Nothing but an exact repetition of the listing should be returned.

== Segment start ==

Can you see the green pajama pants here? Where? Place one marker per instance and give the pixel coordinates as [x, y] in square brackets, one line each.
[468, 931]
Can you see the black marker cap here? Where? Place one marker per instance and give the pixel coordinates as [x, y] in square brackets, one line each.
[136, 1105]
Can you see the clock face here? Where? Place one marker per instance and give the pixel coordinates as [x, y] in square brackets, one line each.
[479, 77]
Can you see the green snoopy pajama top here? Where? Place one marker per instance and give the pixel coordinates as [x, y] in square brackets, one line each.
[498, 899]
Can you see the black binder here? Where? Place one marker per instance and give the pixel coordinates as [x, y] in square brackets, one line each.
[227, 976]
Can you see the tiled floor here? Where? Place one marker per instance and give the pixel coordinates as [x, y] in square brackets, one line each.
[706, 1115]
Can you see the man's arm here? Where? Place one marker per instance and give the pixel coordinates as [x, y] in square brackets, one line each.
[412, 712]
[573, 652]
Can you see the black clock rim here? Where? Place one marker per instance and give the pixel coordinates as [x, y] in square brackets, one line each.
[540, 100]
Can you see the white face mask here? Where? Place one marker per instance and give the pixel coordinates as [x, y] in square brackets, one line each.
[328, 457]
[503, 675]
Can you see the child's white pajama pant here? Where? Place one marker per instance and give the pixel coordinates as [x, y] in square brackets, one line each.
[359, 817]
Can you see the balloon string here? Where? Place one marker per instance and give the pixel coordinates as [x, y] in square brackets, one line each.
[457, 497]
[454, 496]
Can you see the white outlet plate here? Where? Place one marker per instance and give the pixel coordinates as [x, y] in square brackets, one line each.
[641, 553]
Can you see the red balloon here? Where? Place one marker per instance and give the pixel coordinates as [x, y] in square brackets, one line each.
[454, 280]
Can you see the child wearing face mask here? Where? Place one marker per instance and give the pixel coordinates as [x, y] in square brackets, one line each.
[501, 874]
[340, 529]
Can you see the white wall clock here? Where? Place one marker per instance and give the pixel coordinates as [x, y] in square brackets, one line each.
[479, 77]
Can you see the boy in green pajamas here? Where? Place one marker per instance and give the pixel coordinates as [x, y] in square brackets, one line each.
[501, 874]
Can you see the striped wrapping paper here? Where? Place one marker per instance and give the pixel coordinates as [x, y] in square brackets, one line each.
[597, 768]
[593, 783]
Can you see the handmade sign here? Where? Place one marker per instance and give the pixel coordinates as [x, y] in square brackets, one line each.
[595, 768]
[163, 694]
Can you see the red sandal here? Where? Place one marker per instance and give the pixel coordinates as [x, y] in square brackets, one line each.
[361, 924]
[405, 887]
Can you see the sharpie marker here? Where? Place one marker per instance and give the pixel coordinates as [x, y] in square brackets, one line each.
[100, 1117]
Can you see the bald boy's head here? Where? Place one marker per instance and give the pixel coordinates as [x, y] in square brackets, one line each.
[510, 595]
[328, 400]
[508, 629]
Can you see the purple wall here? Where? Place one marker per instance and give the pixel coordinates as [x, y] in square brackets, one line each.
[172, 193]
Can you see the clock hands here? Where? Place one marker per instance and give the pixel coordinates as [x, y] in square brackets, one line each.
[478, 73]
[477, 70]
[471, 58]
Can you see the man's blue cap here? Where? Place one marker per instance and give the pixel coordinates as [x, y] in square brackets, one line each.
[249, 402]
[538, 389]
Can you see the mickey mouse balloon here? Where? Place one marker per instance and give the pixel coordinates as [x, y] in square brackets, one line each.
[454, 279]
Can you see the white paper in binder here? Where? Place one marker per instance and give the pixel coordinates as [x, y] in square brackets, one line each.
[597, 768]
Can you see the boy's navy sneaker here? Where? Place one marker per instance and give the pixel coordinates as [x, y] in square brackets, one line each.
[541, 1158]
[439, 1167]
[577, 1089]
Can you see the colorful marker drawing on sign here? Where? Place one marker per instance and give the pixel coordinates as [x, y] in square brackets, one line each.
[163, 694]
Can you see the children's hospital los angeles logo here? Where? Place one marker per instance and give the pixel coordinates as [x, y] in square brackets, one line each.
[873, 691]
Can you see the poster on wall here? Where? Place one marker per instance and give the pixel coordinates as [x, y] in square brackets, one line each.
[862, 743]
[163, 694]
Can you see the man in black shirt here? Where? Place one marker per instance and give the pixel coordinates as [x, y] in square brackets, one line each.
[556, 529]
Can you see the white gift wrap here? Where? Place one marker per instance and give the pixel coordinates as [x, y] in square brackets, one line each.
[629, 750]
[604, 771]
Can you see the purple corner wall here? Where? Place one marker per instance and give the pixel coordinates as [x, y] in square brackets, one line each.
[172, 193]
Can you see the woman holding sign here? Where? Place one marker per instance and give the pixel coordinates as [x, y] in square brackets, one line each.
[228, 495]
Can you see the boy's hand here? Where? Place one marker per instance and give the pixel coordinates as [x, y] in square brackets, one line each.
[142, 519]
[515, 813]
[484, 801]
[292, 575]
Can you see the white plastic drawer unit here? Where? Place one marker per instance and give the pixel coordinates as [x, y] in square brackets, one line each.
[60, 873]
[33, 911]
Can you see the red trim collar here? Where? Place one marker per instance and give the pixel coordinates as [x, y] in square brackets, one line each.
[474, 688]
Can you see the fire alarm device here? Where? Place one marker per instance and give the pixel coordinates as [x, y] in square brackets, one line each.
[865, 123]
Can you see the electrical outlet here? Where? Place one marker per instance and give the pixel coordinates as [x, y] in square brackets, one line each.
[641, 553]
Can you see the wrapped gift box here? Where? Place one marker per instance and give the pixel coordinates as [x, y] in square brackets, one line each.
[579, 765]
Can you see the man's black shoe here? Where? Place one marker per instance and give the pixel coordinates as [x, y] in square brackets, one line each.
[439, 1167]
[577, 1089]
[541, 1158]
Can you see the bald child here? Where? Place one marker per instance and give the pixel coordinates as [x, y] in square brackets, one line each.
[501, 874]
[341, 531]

== Segment end ==

THE ANSWER:
Can you see the green pajama pants here? Where? Place one marker per instance and give the pixel coordinates as [x, y] in square brackets, one line each.
[468, 931]
Can you see the black marker cap here? Where? Place one marker per instance and give the pixel coordinates as [x, y] in square brackets, one line each.
[136, 1105]
Can you see the clock face here? Where? Place one marker per instance and give the pixel coordinates as [x, y] in square brackets, one line each.
[479, 77]
Can you see the green snoopy pajama top here? Where? Place one marker per instance and give the pixel coordinates as [x, y] in square brackets, one line each.
[498, 899]
Can you see the black binder here? Where? Place one marker per instance and give the pixel coordinates as [x, y] in square brackets, one line each.
[227, 976]
Can you see the tiled floor here? Where? Place one marker per instance and give the pixel coordinates as [x, y] in square brackets, one line each.
[706, 1115]
Can you see the man's arm here? Where? Place one marker per instance and give the pixel coordinates as [x, y] in square brackets, one line each.
[412, 712]
[573, 652]
Can you see the black clock rim here? Where? Place one marker per instance and give the pixel coordinates as [x, y] in square brackets, one line each.
[540, 100]
Can you see the white face mask here? Where? Place one marker per instance and give the pixel coordinates as [x, y] in square brackets, one line each.
[328, 457]
[503, 675]
Can you see the child's white pajama pant here? Where? Place one marker per instance and give the pixel coordinates as [x, y] in square brackets, one line each.
[359, 817]
Can you see the balloon string here? Where? Place one marker per instance and give the pixel coordinates as [x, y] in square brackets, one line each.
[457, 497]
[454, 496]
Can you see the white outlet plate here? Where? Place one marker per instance and give the pixel coordinates as [x, y] in square brackets, one line each.
[641, 553]
Can you see the red balloon here? Where? Place one marker per instance and give the pixel coordinates as [x, y] in square brackets, one line each.
[454, 280]
Can you see the child wearing face mask here? Where? Place one marker per instance and give the pixel coordinates as [x, y] in square brackets, one line each.
[501, 874]
[340, 529]
Can you see the white wall clock here? Where? Place one marker per instance and give the pixel coordinates as [x, y] in square brackets, one line each.
[479, 77]
Can you see the boy in green pajamas here? Where? Place one marker per instance and give the pixel coordinates as [x, y] in square brackets, one line each.
[501, 874]
Can you see the striped wrapping paper here? Where? Place one marker per instance and give the pixel coordinates as [x, y] in square brackets, one line each.
[597, 768]
[593, 783]
Can you see the handmade sign here? Where? Place one marker per instance and give the pixel coordinates as [x, y] in square brackets, one line each.
[595, 768]
[163, 694]
Can you see the red sandal here? Where? Place one marker per instance and give the pixel coordinates as [x, y] in square brackets, one line each.
[361, 924]
[405, 887]
Can you see the sharpie marker here? Where? Place one marker per instance and give the pixel coordinates as [x, y] in square brackets, one line each.
[100, 1117]
Can you see the bald boy's head here? Where? Place one marker per instance and give the pixel coordinates as [x, y] in square brackets, one line each.
[510, 595]
[328, 400]
[508, 629]
Can you see the purple wall here? Where? Place one marker per instance and give the pixel coordinates as [x, y] in square brackets, one line each.
[172, 193]
Can you see the clock hands here? Where? Place one marker per instance and give the pixel coordinates as [x, y] in square brackets, one line each.
[478, 73]
[477, 70]
[471, 58]
Can you see the man's blue cap here? Where? Place one marker per instance and give the pixel coordinates as [x, y] in square brackets, one line each.
[249, 402]
[538, 389]
Can you see the mickey mouse balloon here? Where? Place one marker per instance and give the pixel coordinates as [x, y] in square brackets, one line each.
[454, 279]
Can you see the white paper in binder here? Where? Place one marker per instance and give the pixel coordinates as [x, y] in square brackets, one line each.
[597, 768]
Can you see the boy's navy sneaker here? Where? Place one marker per instance and give the pixel coordinates as [x, y] in square brackets, one line each.
[541, 1158]
[439, 1167]
[577, 1089]
Can you see the colorful marker drawing on sign here? Where? Place one marker per instance and give the pixel coordinates as [x, y] in square brackets, one line each.
[163, 694]
Can you see the children's hospital los angeles logo here? Where? Place one marker per instance and give the pixel coordinates as [x, y] in square brackets, one line each.
[873, 691]
Can you see the poster on wall here? Where? Place one marker per instance and give the pixel coordinates as [x, y] in square brackets, one line each.
[862, 743]
[163, 694]
Can you see the man in black shirt here? Where? Place one marker per instance and give the pixel coordinates as [x, y] in square brackets, one line each.
[556, 529]
Can you see the white gift wrap here? Where? Place one marker per instance and give the pixel coordinates as [x, y] in square brackets, one line each.
[629, 750]
[604, 771]
Can you see the purple corner wall here? Where? Place one marker per instance and give the pixel coordinates as [x, y] in square brackets, one line each.
[172, 193]
Can you see the woman holding sign here? Where? Place one marker per instance and give the pixel coordinates as [x, y] in square brackets, one line each.
[228, 495]
Can you see the boy's hand here? Where? Place one marker per instance and give the pixel coordinates as [x, y] in square brackets, one line each.
[142, 519]
[515, 813]
[484, 801]
[292, 575]
Can you see the white plastic drawer unit here? Where? Place one marker per instance and give the pixel coordinates as [x, y] in square brackets, one line each.
[60, 873]
[33, 911]
Can you see the red trim collar here? Where? Place one marker per instance and give the pixel coordinates as [x, y] in square brackets, one line each.
[474, 688]
Can you see the fire alarm device here? Where? Place one marker per instance and give the pixel coordinates as [x, y] in square brackets, one line each.
[865, 123]
Can you see the electrical outlet here? Where? Place one marker per instance and give the pixel coordinates as [x, y] in square brackets, one line each.
[641, 553]
Can you see the wrapped gift box here? Where? Place one marker per instance and give the pixel coordinates as [x, y] in square brackets, one line each.
[579, 765]
Can you see the man's black shoe here? Where? Place one marker per instance and give the pixel coordinates as [x, y] in square brackets, one line each.
[439, 1167]
[577, 1089]
[541, 1158]
Can you see the bald child here? Where? Place one marker per instance and give the pixel coordinates as [x, y] in square brackets, one line each.
[501, 874]
[341, 531]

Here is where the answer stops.